## Exercise prompt:
From the first line to the last, transcribe the material exactly.
Supplied data START
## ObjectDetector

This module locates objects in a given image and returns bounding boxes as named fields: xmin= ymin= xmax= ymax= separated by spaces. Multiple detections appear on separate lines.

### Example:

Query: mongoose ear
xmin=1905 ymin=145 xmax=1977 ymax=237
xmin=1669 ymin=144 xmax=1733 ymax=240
Supplied data END
## Result:
## ObjectDetector

This module locates objects in a given image and returns bounding boxes as named fields: xmin= ymin= xmax= ymax= separated by spaces. Multiple detections appear on separate lines.

### Example:

Query: mongoose ear
xmin=1905 ymin=145 xmax=1977 ymax=237
xmin=1669 ymin=144 xmax=1733 ymax=240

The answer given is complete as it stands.